| Your goal |
Everything from the line with "For the scouting tally, point out every instance of the el" to the end of the material is to be retyped exactly, both ends included, and nothing else.

| Data under study |
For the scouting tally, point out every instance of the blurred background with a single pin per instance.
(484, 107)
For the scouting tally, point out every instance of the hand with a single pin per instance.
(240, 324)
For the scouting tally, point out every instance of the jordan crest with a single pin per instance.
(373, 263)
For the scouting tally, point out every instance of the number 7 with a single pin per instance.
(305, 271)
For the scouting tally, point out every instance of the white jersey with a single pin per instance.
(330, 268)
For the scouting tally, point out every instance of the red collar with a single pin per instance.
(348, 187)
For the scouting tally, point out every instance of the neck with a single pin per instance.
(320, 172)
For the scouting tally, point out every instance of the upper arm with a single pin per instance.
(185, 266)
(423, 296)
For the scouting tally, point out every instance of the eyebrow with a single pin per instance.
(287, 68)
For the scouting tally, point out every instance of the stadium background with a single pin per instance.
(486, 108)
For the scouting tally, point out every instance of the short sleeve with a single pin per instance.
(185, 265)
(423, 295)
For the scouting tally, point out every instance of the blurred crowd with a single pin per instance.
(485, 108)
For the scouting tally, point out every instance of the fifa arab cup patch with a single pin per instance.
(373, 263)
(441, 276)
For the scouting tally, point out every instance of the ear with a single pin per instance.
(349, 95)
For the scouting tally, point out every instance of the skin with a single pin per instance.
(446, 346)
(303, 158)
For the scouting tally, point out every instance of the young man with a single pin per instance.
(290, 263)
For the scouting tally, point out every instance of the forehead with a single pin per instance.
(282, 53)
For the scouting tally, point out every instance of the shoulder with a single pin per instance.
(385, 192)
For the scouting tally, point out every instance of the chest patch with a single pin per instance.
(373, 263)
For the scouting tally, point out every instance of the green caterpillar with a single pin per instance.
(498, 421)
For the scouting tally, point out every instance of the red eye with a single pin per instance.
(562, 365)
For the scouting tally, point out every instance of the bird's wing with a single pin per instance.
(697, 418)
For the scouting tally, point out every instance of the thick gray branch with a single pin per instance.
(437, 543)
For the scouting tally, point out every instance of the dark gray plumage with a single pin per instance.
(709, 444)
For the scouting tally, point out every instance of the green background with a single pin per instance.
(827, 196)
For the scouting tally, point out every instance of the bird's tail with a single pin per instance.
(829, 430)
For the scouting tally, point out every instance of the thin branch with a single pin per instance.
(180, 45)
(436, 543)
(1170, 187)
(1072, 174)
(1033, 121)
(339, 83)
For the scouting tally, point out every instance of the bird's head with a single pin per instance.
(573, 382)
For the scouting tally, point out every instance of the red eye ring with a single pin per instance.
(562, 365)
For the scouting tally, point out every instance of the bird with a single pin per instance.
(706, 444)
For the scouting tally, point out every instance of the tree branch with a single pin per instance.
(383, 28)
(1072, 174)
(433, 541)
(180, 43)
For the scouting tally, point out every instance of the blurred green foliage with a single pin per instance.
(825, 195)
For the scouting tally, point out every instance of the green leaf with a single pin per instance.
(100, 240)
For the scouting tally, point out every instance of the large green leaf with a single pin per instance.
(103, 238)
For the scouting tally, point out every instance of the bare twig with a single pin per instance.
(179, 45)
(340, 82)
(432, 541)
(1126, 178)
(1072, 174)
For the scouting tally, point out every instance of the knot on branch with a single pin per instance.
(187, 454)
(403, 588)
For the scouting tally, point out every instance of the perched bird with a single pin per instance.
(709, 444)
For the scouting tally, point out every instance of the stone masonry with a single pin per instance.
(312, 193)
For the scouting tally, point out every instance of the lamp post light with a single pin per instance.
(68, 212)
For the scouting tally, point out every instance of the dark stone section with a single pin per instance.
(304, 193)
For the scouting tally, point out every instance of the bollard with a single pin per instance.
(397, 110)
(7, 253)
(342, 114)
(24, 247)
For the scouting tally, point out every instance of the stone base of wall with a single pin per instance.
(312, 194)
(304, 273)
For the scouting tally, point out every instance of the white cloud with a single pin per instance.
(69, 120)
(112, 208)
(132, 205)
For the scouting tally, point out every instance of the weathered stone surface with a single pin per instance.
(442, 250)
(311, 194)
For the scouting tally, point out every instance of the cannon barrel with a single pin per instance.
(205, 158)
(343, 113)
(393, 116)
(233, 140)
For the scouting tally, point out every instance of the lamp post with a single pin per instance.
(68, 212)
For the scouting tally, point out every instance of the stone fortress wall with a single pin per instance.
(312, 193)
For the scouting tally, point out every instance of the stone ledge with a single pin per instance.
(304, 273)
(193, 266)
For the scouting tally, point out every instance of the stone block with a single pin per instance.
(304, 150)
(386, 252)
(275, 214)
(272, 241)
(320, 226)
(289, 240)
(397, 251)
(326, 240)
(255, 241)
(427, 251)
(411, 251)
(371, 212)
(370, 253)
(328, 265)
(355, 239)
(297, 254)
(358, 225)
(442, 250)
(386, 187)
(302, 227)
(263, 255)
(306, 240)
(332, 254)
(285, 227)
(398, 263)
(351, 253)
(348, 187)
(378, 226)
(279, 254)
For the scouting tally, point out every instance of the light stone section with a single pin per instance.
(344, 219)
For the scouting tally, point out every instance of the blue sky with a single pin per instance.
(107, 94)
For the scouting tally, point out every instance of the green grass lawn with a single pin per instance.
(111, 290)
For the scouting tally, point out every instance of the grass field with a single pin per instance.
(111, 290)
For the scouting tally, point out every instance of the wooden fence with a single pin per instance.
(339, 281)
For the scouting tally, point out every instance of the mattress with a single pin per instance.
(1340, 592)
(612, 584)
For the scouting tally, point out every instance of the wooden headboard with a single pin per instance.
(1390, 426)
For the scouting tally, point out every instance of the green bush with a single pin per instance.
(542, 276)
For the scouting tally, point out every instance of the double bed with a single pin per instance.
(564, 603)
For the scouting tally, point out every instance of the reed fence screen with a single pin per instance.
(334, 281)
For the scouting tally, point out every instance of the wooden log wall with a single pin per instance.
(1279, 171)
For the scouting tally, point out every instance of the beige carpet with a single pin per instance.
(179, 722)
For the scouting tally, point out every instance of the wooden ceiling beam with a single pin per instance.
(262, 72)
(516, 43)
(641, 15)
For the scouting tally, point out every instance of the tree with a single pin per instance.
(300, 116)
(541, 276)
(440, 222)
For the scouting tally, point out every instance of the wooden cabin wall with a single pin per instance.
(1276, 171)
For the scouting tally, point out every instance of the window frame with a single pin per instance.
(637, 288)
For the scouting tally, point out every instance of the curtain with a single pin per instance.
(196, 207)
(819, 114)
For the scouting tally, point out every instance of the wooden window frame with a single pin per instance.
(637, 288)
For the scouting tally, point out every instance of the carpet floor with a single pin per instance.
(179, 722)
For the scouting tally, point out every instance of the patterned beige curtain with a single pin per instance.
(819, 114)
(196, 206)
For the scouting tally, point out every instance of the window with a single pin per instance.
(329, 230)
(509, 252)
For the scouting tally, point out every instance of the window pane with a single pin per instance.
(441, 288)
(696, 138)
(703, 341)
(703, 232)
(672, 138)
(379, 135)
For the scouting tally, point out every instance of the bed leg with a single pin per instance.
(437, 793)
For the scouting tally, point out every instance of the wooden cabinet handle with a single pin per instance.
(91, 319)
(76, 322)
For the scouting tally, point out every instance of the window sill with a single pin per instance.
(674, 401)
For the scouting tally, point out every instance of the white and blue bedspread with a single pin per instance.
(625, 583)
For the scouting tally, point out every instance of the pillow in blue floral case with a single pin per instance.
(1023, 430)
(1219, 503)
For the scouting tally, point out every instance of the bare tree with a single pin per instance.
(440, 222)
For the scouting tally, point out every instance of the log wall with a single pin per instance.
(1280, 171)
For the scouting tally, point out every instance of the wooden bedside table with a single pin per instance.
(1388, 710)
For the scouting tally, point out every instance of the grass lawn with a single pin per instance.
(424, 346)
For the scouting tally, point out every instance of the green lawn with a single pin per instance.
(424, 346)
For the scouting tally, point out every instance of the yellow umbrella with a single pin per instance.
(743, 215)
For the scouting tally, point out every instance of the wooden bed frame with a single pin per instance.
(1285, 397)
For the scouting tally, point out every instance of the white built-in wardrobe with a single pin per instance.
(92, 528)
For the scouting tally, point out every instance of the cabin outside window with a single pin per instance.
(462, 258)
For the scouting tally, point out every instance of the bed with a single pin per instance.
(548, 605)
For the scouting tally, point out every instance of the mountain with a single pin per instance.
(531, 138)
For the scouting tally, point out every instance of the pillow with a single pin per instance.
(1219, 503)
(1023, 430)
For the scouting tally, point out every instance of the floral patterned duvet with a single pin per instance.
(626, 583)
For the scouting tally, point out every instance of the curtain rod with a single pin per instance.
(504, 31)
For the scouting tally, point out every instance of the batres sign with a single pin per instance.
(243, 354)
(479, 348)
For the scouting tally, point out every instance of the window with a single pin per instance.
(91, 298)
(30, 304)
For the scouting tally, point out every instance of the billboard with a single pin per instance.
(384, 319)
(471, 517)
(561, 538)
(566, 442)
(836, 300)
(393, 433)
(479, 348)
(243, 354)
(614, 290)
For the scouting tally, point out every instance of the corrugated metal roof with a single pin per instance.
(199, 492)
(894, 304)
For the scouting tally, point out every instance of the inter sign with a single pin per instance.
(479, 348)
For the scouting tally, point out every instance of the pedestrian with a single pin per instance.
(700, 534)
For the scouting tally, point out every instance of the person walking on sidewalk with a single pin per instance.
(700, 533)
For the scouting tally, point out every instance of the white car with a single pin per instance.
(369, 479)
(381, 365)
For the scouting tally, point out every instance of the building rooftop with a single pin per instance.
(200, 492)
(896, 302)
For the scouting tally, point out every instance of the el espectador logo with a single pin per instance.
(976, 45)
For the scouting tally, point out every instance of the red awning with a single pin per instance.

| Written response |
For the scouting tally, point out every instance of the el espectador logo with a single pin per instance.
(976, 45)
For the scouting tally, point out every instance of the red awning with a single pin per instance.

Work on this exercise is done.